DATA FOR PROCESSING below:

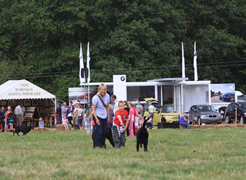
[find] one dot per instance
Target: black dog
(22, 129)
(142, 136)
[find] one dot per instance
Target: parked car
(225, 97)
(166, 111)
(204, 114)
(230, 112)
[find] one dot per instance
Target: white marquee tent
(14, 91)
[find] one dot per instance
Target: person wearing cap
(183, 121)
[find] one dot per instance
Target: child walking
(88, 122)
(64, 123)
(140, 120)
(121, 122)
(41, 124)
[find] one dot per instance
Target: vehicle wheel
(227, 120)
(199, 121)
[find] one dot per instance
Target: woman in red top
(121, 122)
(132, 114)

End of DATA FOR PROCESSING.

#### EXERCISE BRIEF
Copy out nothing but text: transcribe the listing exactly and skip each picture.

#### SOLUTION FOR THIS TASK
[find] one dot per instance
Target: black dog
(22, 129)
(142, 136)
[find] one dot per instance
Target: parked car
(225, 97)
(166, 111)
(204, 114)
(230, 112)
[find] one dot per instance
Target: white marquee tent
(14, 91)
[find] one dot per instance
Target: person wearing cap
(183, 121)
[find] one dot per instance
Target: child walking
(88, 122)
(64, 123)
(140, 120)
(121, 122)
(41, 124)
[find] one dot per instance
Target: vehicle wheel
(227, 120)
(199, 121)
[find] one dot per instance
Target: woman in red top
(121, 122)
(132, 114)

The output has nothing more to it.